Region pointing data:
----
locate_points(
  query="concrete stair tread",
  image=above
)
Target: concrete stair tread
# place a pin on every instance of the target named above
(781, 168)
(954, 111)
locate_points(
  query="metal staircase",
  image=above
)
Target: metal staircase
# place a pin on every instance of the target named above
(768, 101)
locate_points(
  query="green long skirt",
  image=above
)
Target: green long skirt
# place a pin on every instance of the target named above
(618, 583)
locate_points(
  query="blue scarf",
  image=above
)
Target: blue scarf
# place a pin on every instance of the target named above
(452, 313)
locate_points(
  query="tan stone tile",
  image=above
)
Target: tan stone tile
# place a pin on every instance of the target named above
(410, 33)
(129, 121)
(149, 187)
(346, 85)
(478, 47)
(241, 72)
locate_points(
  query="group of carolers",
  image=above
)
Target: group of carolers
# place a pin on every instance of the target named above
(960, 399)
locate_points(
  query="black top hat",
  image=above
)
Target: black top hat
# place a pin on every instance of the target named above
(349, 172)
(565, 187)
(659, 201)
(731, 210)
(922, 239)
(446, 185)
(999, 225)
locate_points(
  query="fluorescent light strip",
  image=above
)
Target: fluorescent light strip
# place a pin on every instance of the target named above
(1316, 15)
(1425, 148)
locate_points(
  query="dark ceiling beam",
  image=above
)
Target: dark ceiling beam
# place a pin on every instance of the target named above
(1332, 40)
----
## The task
Every record must appear in the answer exactly as it appears above.

## Response area
locate_points(
  query="concrete stair tread",
  image=above
)
Target: concrete stair tread
# place a pin on every instance of the target named above
(781, 168)
(954, 111)
locate_points(
  query="metal staircase",
  image=above
)
Target: metal staircase
# place a pin on every instance of the target named above
(768, 101)
locate_points(
  query="green long skirt",
  image=above
)
Target: green long skirt
# place a pin on every instance of the target named above
(618, 583)
locate_points(
  query="blue scarf",
  image=above
)
Target: blue scarf
# place a pin on every instance of the target named above
(452, 313)
locate_points(
  query="tan stone tile",
  image=above
)
Target: tan stone tile
# place a pin on every instance of the target named above
(410, 33)
(129, 121)
(149, 187)
(346, 85)
(478, 47)
(241, 72)
locate_points(
  query="group of carolers",
  image=above
)
Target: group of carolers
# place a pin on every instance of the target named above
(960, 399)
locate_points(
  query="black top hat",
  image=above
)
Target: black top hat
# place a pin on every instance of the target named above
(349, 172)
(565, 187)
(659, 201)
(731, 210)
(922, 239)
(446, 185)
(999, 225)
locate_points(
  query="fluorescent light strip",
  image=above
)
Target: fluorescent light strip
# place a pin on every instance of the target named above
(1316, 15)
(1425, 148)
locate_points(
  query="dark ceiling beam",
  image=above
)
Target: dark ceiling beam
# place a pin on every instance of the target named above
(1332, 40)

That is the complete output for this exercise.